WHAT THIS TASK INVOLVES
In three sentences, what does the Niecza compiler overview say?

TEXT BLOCK
(begin)

The Perl 6 script src/niecza is the command line wrapper that controls the startup of Niecza. After reading command line options it constructs a compiler object, tweaks its properties and calls one of its compile methods - compile_string, compile_file, or compile_module.

The compiler object is defined in src/NieczaCompiler.pm6. Each compile method translates its arguments into a common format and then delegates to !compile. This sets up some important contextuals like $*backend and delegates to parse in src/NieczaFrontendSTD.pm6. These two methods may be worth combining. Between them these two methods perform necessary setup and teardown and start the compilation process.

The compilation process proper is best thought of as a succession of stages, although for BEGIN reasons the stages are actually interleaved - a sub must be completely ready to run soon after the closing brace because a BEGIN might need to call it.

Data types

The binary representation of the program being passed between the components is an abstract syntax tree (AST) of some type. Four types of AST are used in Niecza. "Op" tree nodes are objects in subclasses of the base class Op from src/Op.pm6. "CgOp" tree nodes are actually Array instances for some combination of flexibility and historical reasons; they are constructed by the methods in class CgOp from src/CgOp.pm6. CgOp tree nodes can be flattened into a JSON-like form, which is used to move them from Perl 6 space to C# space, and also as part of the bootstrap procedure (see below).

In C# space there are two more AST types we are concerned with, CpsOp and ClrOp, both defined in lib/CodeGen.cs. CpsOp nodes exist in direct correspondence with sections of the CgOp tree and can do any Perl 6 task. ClrOp nodes are created as the output of the ANF-converter, and are restricted to only the kinds of control flow that the CLR natively supports. After ClrOp data is handed off to Mono and is no longer of our concern.

(end)

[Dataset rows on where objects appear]

(begin)

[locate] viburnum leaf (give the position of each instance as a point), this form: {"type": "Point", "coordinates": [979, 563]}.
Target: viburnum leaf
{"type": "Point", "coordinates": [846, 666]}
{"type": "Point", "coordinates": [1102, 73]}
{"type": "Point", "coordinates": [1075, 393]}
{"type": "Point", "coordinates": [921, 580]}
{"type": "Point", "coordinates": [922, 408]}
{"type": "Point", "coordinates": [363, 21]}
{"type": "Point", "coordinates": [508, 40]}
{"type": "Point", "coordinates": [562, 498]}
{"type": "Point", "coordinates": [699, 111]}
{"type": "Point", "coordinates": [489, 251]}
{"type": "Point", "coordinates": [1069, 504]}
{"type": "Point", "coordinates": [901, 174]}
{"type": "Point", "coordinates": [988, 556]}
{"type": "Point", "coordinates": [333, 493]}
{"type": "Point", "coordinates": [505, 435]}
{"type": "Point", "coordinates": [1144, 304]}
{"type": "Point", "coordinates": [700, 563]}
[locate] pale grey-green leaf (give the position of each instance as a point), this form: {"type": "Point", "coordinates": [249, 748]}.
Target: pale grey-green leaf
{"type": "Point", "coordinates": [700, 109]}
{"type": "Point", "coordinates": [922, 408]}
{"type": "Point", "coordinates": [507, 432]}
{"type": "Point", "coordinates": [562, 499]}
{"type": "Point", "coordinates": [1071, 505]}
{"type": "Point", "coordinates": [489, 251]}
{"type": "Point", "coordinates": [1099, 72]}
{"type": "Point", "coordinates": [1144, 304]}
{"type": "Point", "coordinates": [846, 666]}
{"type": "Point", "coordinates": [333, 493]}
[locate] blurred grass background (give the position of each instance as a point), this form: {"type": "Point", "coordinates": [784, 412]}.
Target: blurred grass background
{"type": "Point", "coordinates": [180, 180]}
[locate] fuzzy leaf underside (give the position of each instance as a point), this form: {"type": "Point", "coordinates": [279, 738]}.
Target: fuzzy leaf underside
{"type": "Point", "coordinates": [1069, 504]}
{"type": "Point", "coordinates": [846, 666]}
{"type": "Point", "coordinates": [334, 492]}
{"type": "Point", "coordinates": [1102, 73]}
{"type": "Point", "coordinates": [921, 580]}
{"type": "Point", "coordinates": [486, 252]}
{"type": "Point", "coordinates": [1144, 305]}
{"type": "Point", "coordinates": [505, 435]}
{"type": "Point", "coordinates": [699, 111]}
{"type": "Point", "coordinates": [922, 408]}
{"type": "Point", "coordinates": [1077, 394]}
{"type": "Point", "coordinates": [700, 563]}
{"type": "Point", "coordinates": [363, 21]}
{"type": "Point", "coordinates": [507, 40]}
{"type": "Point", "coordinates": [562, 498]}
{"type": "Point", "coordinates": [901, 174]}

(end)

ANSWER TO THIS EXERCISE
The src/niecza script reads command line options, builds a compiler object defined in src/NieczaCompiler.pm6, and calls one of its compile methods, which delegate to !compile and then to parse to do the setup and teardown and start compilation. Compilation proceeds as a succession of stages that are actually interleaved, because a BEGIN may need to call a sub soon after its closing brace. The program passes between components as one of four AST types: Op and CgOp in Perl 6 space, with CgOp flattened into a JSON-like form to move it into C#, and CpsOp and ClrOp in C# space, where ClrOp comes from the ANF-converter and is limited to the control flow the CLR natively supports.